====== Extracted material ======

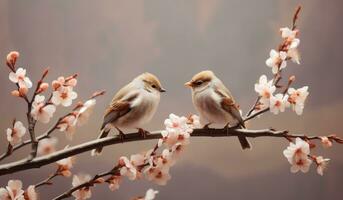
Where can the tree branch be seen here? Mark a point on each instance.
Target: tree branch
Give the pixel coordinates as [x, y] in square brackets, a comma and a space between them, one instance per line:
[38, 162]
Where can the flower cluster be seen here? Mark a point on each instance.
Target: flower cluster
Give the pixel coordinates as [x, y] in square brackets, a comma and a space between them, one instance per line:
[15, 134]
[14, 191]
[298, 155]
[153, 166]
[278, 61]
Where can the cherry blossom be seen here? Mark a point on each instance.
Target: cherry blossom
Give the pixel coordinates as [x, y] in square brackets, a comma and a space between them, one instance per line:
[297, 155]
[290, 36]
[15, 134]
[31, 193]
[326, 142]
[265, 89]
[277, 60]
[67, 124]
[40, 111]
[64, 96]
[65, 165]
[114, 182]
[20, 77]
[321, 164]
[294, 55]
[64, 82]
[85, 112]
[12, 57]
[127, 168]
[13, 191]
[150, 194]
[297, 98]
[83, 193]
[46, 146]
[278, 103]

======

### Problem details
Only the lines that contain the string "tree" are to be copied from the records.

### Solution to the problem
Where can the tree branch be seen here? Mark a point on each instance.
Target: tree branch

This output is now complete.